:: Given instruction ::
Copy the entries below word for word, starting at their first line and ending with the line that contains "[111,102,164,180]".

:: Data rows ::

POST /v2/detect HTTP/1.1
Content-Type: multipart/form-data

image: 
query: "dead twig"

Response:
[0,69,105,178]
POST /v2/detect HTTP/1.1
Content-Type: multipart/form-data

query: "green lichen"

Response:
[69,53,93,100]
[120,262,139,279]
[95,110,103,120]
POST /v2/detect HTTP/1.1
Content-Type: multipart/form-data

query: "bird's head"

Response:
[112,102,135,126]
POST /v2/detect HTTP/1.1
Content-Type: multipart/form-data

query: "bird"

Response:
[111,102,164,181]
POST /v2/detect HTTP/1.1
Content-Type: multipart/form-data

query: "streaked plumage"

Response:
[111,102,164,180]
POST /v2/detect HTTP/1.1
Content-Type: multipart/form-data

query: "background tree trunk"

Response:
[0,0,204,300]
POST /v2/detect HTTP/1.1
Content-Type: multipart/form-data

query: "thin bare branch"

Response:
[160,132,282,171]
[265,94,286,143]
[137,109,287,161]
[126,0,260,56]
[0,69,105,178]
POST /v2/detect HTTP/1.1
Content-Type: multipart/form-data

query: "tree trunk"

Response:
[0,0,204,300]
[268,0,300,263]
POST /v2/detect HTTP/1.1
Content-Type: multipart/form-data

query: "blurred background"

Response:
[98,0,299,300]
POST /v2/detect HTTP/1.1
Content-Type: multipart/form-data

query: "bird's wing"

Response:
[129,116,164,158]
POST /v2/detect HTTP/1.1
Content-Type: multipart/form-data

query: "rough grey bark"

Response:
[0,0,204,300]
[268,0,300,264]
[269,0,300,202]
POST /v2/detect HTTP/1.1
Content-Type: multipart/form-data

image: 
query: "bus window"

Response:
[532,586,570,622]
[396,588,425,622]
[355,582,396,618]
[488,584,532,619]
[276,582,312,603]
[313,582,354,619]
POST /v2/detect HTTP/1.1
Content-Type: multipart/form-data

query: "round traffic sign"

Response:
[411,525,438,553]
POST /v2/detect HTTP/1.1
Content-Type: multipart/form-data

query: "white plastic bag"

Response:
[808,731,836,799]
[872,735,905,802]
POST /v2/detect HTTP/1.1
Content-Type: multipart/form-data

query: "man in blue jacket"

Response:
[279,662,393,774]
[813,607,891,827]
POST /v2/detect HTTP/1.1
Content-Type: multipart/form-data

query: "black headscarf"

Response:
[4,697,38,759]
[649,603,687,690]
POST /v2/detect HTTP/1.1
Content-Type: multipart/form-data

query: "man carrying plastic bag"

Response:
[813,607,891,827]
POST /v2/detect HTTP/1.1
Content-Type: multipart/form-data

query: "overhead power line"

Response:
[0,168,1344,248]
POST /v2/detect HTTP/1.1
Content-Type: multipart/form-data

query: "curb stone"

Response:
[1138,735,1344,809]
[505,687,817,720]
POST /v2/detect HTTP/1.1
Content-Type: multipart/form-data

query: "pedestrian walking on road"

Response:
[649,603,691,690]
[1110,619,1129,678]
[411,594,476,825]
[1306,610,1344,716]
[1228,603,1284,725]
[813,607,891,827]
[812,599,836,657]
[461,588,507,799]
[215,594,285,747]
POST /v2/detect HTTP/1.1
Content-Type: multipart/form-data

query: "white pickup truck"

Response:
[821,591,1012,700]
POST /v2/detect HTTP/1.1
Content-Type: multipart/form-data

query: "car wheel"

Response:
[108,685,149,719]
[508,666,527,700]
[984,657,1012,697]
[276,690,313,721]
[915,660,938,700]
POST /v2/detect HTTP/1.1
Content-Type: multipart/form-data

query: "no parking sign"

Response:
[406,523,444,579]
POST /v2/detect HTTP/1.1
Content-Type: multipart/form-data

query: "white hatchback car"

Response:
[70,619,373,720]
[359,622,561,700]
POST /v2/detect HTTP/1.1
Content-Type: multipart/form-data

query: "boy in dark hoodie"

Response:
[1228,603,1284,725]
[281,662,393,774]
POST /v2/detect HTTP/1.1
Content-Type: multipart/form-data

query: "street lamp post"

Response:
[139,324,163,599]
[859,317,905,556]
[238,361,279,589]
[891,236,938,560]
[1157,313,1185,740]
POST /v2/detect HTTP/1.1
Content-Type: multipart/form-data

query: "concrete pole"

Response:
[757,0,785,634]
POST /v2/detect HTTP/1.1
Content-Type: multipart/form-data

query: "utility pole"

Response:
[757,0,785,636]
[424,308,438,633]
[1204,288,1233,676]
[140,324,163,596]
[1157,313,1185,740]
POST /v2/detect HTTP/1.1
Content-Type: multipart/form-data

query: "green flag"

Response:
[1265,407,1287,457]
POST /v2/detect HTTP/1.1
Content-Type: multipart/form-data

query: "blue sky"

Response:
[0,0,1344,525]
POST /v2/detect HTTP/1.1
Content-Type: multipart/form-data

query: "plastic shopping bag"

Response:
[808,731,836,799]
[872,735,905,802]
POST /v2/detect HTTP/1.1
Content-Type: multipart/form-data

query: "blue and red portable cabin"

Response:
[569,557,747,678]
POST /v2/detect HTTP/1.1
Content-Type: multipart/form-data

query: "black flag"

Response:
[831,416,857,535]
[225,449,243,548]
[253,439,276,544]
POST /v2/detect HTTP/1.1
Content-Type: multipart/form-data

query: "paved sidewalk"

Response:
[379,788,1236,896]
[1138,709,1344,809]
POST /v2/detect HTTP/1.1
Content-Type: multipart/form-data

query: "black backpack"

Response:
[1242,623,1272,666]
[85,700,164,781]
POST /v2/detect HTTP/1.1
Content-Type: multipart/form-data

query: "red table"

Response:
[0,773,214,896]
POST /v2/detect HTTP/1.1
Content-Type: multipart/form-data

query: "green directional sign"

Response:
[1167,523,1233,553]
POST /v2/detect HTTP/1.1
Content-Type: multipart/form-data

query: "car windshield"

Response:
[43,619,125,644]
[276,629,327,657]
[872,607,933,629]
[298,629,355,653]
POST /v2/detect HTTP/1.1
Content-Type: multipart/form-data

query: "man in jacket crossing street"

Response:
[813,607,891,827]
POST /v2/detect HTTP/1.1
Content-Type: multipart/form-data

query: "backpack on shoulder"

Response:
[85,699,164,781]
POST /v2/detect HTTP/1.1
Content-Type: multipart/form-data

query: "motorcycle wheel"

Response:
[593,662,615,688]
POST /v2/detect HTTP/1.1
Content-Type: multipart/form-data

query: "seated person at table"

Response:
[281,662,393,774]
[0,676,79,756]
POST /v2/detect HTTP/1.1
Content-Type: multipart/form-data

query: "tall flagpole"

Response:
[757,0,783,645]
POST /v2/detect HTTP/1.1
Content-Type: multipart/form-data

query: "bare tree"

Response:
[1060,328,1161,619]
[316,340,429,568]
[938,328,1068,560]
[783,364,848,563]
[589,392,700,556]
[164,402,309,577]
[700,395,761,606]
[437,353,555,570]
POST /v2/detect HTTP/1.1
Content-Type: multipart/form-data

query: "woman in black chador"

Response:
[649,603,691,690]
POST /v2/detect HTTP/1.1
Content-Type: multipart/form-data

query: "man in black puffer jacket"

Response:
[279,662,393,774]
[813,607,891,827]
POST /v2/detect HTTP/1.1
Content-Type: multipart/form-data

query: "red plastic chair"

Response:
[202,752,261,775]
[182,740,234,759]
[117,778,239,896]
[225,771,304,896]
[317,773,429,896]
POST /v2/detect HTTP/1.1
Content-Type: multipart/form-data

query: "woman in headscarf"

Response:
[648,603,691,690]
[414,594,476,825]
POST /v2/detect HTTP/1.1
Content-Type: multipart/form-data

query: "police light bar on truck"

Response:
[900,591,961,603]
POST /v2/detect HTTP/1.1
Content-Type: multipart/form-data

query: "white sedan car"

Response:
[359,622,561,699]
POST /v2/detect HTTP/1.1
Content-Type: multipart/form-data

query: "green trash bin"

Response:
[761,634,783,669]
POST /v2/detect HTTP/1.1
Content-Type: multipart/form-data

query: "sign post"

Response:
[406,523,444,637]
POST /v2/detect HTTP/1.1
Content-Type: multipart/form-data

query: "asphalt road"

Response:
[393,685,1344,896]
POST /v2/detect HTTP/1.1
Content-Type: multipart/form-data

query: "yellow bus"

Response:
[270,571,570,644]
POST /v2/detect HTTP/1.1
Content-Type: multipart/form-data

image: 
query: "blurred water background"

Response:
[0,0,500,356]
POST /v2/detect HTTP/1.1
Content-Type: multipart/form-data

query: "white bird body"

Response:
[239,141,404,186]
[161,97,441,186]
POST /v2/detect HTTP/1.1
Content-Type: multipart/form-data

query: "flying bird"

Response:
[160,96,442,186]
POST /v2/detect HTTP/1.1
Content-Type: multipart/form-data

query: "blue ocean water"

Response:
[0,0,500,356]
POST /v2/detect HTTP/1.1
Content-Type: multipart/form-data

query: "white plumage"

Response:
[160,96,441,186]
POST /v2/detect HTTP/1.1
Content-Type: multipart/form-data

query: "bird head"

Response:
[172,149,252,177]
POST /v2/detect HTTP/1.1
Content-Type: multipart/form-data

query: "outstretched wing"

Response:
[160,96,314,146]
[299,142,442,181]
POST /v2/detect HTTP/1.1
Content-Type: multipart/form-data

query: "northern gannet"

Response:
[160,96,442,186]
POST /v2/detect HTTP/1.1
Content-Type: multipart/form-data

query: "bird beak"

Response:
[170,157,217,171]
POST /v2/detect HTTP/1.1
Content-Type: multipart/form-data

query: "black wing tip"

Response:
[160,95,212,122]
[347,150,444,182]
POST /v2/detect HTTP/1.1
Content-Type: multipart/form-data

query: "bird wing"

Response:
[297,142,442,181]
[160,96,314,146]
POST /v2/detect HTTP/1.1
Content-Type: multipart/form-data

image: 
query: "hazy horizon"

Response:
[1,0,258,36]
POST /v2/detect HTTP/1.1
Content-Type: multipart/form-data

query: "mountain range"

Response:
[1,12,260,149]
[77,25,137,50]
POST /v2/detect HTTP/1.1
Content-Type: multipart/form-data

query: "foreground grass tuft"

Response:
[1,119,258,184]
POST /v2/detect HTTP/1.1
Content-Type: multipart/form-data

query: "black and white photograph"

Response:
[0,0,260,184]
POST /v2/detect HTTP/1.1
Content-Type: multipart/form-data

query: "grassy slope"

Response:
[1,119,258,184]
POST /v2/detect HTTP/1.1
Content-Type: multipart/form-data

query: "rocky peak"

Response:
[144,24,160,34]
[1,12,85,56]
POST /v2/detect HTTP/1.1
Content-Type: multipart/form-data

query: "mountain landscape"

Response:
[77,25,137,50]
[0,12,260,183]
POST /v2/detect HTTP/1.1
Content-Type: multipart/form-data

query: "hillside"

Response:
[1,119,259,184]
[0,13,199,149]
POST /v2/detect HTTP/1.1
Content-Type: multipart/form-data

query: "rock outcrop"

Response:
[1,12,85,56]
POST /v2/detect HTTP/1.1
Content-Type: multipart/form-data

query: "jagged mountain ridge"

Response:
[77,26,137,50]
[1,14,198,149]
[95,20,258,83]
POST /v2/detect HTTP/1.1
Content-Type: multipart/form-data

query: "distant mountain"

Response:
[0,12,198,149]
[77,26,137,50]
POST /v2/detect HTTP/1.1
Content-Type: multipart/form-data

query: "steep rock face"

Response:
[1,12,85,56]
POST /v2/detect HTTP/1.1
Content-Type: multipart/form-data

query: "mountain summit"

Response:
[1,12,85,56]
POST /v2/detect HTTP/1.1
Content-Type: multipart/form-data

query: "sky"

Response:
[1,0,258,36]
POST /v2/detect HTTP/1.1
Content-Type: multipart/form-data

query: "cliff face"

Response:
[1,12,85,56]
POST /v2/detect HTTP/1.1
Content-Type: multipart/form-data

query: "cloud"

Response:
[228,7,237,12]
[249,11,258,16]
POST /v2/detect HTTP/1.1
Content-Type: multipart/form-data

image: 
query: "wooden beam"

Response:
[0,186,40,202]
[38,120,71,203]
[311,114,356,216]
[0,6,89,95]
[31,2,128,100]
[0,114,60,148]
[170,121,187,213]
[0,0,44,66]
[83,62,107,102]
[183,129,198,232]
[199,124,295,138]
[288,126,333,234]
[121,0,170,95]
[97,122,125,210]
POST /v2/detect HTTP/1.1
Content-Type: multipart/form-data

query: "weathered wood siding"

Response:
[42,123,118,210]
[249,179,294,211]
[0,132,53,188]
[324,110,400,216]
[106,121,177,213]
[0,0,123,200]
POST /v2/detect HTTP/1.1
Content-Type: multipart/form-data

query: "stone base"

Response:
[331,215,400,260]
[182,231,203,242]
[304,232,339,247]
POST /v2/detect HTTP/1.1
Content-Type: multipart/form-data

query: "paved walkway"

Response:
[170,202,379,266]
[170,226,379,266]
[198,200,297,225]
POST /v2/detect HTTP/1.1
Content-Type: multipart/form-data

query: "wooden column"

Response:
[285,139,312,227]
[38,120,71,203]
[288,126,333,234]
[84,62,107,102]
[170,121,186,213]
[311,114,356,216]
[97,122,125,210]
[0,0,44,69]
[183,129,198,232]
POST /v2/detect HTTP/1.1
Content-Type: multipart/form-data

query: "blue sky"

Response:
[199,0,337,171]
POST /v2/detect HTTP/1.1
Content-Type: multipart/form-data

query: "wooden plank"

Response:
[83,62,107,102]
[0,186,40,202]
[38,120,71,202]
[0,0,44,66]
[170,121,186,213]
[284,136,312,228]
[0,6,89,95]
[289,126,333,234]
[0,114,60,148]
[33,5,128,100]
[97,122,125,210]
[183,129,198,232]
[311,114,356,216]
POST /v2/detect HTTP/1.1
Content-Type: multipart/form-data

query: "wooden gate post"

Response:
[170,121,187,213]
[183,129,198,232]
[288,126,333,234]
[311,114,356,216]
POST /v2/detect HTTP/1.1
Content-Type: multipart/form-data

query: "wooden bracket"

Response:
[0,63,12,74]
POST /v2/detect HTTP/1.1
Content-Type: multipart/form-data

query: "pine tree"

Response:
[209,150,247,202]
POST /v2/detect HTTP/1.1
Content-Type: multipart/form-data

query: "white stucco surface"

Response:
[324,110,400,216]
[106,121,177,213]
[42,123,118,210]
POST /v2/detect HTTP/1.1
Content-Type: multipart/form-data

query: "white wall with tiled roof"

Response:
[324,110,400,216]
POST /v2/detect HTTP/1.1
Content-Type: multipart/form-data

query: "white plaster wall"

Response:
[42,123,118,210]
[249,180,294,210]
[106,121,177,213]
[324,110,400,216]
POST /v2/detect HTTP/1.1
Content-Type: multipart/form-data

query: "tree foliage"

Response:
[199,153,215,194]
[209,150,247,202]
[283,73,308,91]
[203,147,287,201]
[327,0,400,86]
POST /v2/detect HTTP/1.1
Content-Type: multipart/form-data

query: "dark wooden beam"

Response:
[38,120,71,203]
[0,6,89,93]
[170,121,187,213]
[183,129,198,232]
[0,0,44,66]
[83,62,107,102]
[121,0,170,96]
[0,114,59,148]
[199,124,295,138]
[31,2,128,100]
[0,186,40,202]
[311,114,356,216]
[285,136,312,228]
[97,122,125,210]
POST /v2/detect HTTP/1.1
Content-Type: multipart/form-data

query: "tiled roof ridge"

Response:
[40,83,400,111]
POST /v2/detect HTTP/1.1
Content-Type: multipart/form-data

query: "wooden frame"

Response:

:: Task solution ::
POST /v2/detect HTTP/1.1
Content-Type: multipart/form-data

image: 
query: "dead twig"

Response:
[0,69,105,178]
POST /v2/detect HTTP/1.1
Content-Type: multipart/form-data

query: "green lichen"

Response:
[69,53,93,100]
[120,262,139,279]
[95,110,103,120]
POST /v2/detect HTTP/1.1
Content-Type: multipart/form-data

query: "bird's head"

Response:
[112,102,135,126]
POST /v2/detect HTTP/1.1
Content-Type: multipart/form-data

query: "bird"

Response:
[111,102,164,181]
POST /v2/detect HTTP/1.1
Content-Type: multipart/form-data

query: "streaked plumage"

Response:
[111,102,164,180]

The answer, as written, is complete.